== Text passage ==

Thursday 13 January 2011

Food and Drink Manufacturing Injury Statistics

HSE recently published its latest HSE Statistics (2009/10) on workplace injuries, work-related ill health and enforcement in the UK. During 2009/10, in food and drink manufacture, there were 4185 'over-3-day absense' injuries plus 856 'major' injuries (eg broken bones or requiring hospitalisation). Expressed as injury rates, 'O-3-D absense injuries' reduced from 1197 (2008/09) to 1165 injuries/100,000 workers, a drop of 2.7%. The combination rate for 'O-3-D absense' plus 'major injuries' fell by 1% during 2009/10 which, when added to an earlier 3% drop in 2008/09, makes an overall reduction of 4% during the period 2008/10.

Builder Prosecuted for Ignoring Health and Safety Rules

A builder whose employees were forced to work in unsanitary conditions, with no toilet or washing facilities, in Rochdale has appeared in court.

Michael Connolly, 46, was prosecuted by the Health and Safety Executive (HSE) after he repeatedly ignored calls to improve his conditions at the site in Littleborough where he had employed contractors to convert a house into flats and shops.

HSE inspectors who visited the site in Church Street found that there were no toilets or washing facilities. They also discovered live wires sticking out of lug sockets, unsafe scaffolding and plaster and rubble scattered all over the site.

===
== Given records ==

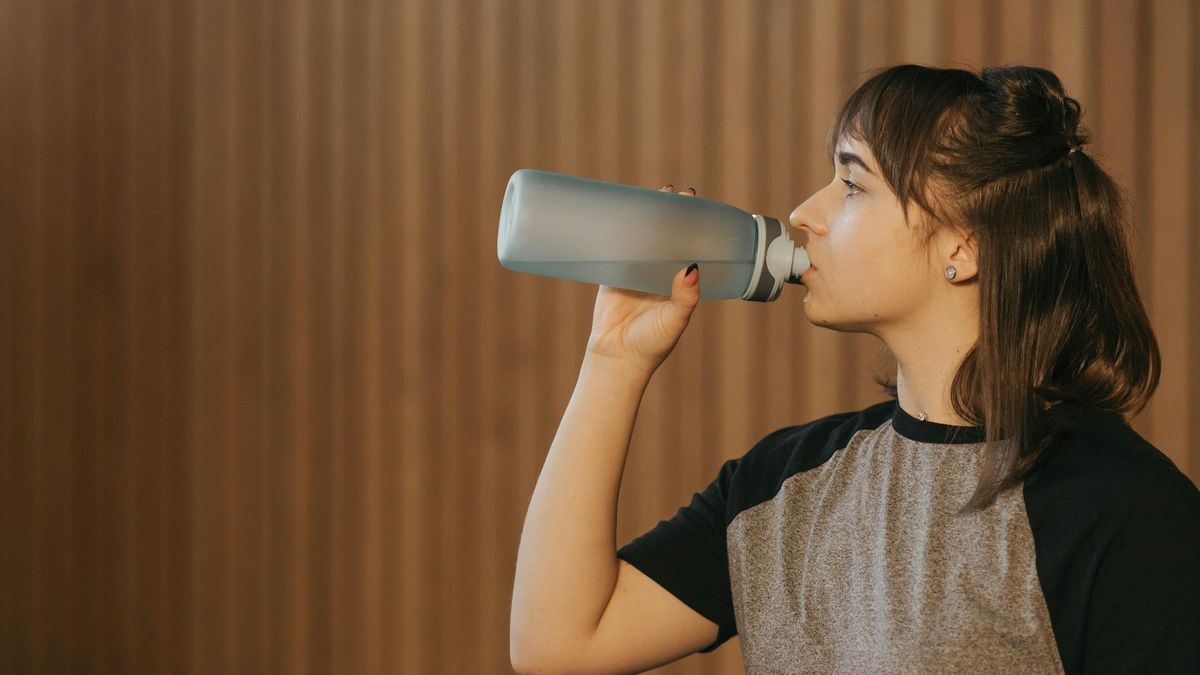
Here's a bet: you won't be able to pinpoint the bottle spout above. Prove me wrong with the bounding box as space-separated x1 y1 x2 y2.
785 245 812 283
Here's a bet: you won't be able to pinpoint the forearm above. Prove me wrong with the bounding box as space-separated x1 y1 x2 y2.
510 358 650 658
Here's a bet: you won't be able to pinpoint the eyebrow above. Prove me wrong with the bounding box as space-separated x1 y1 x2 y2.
838 150 875 175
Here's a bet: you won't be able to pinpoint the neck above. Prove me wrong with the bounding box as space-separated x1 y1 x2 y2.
881 296 979 426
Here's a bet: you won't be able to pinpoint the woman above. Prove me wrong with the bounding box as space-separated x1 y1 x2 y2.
511 65 1200 673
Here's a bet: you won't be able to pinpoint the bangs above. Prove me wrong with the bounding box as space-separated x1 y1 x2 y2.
826 65 983 228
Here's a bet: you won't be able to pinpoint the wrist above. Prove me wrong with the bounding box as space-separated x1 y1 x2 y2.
581 352 658 384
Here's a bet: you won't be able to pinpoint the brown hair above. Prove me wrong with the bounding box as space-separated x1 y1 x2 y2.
828 65 1160 513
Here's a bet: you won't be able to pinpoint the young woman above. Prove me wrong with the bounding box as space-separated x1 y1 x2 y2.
510 65 1200 673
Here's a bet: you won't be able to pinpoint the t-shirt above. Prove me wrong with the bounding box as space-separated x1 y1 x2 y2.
617 399 1200 673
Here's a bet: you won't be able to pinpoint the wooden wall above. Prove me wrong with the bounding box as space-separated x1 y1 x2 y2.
0 0 1200 674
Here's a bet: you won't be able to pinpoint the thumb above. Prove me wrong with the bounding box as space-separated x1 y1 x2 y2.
671 263 700 317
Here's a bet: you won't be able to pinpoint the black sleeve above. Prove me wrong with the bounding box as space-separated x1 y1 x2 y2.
1082 476 1200 673
617 459 739 653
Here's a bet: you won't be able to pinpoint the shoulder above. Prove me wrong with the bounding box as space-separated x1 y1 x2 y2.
1026 404 1200 516
1024 404 1200 558
721 399 895 515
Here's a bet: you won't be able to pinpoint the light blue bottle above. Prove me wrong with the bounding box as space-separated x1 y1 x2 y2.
496 168 809 301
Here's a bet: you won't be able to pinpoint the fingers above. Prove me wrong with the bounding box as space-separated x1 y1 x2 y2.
671 263 700 318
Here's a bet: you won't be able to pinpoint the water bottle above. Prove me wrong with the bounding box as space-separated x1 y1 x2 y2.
496 168 809 301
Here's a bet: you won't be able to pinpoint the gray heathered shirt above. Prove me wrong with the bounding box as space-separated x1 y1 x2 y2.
617 399 1200 673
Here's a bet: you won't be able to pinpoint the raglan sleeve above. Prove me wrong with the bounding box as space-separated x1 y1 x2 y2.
617 451 740 653
1084 474 1200 673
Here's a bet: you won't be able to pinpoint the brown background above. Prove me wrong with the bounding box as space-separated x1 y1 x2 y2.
0 0 1200 673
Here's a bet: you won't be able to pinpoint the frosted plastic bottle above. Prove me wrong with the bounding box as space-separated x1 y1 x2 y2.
496 168 809 301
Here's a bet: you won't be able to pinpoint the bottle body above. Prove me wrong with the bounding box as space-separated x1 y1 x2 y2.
497 169 808 300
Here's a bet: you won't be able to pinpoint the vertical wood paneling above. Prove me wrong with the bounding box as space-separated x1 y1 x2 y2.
1142 0 1200 466
0 0 1200 673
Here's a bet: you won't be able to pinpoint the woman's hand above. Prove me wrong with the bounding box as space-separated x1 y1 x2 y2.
586 185 700 377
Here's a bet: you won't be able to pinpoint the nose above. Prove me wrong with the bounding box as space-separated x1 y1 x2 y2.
787 190 826 238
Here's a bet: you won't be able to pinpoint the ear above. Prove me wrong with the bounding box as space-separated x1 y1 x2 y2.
940 224 979 283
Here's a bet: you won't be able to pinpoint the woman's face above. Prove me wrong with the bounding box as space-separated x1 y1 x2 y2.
788 137 944 335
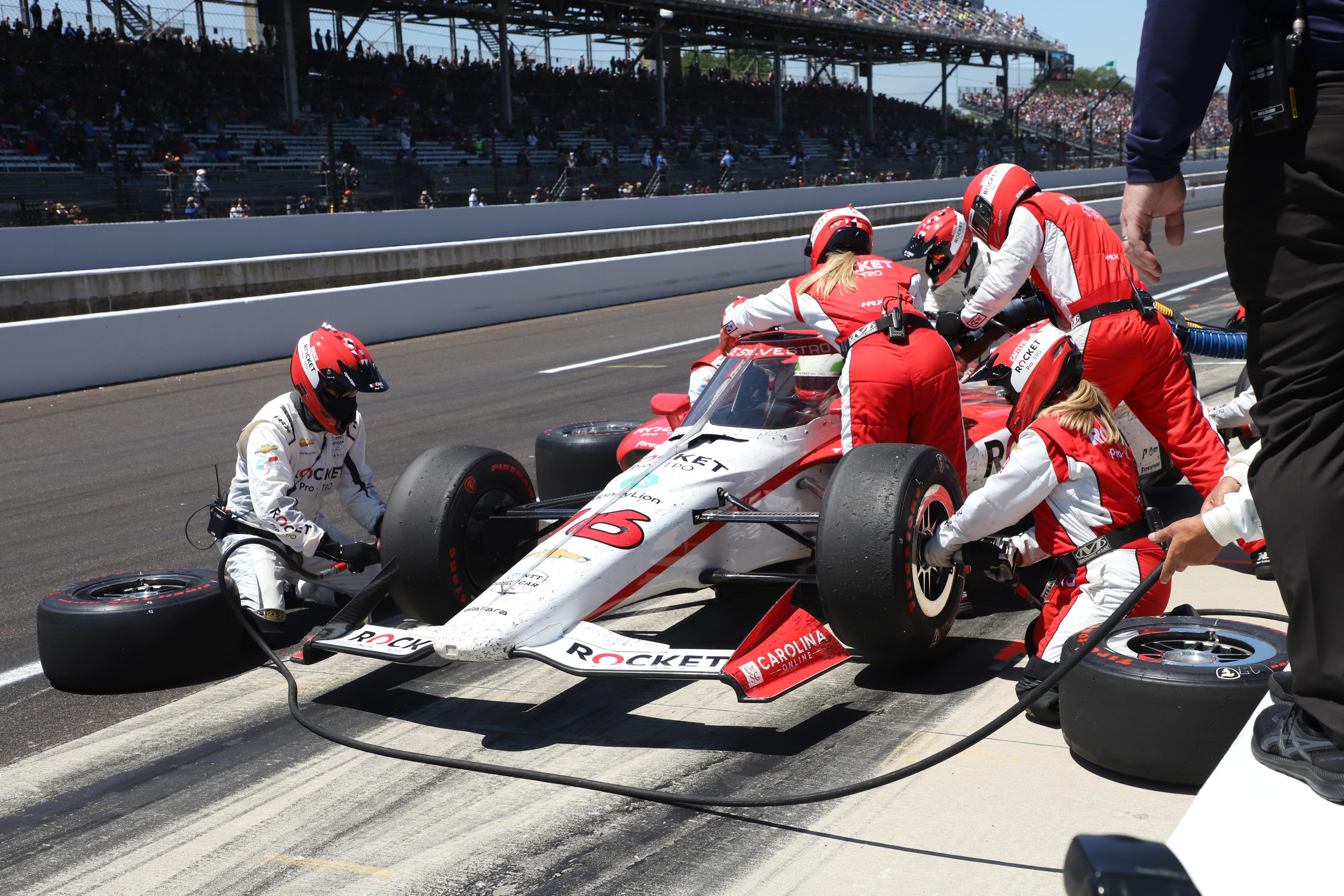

===

• **Exercise tasks**:
A. According to the health and safety news, how many 'major' injuries were there in food and drink manufacture during 2009/10?
B. From the health and safety news, copy out the part that opens with the words containing "Food and Drink Manufacturing" and closes with "appeared in court.".

• **Task-by-task answers**:
A. 856

B.
Food and Drink Manufacturing Injury Statistics

HSE recently published its latest HSE Statistics (2009/10) on workplace injuries, work-related ill health and enforcement in the UK. During 2009/10, in food and drink manufacture, there were 4185 'over-3-day absense' injuries plus 856 'major' injuries (eg broken bones or requiring hospitalisation). Expressed as injury rates, 'O-3-D absense injuries' reduced from 1197 (2008/09) to 1165 injuries/100,000 workers, a drop of 2.7%. The combination rate for 'O-3-D absense' plus 'major injuries' fell by 1% during 2009/10 which, when added to an earlier 3% drop in 2008/09, makes an overall reduction of 4% during the period 2008/10.

Builder Prosecuted for Ignoring Health and Safety Rules

A builder whose employees were forced to work in unsanitary conditions, with no toilet or washing facilities, in Rochdale has appeared in court.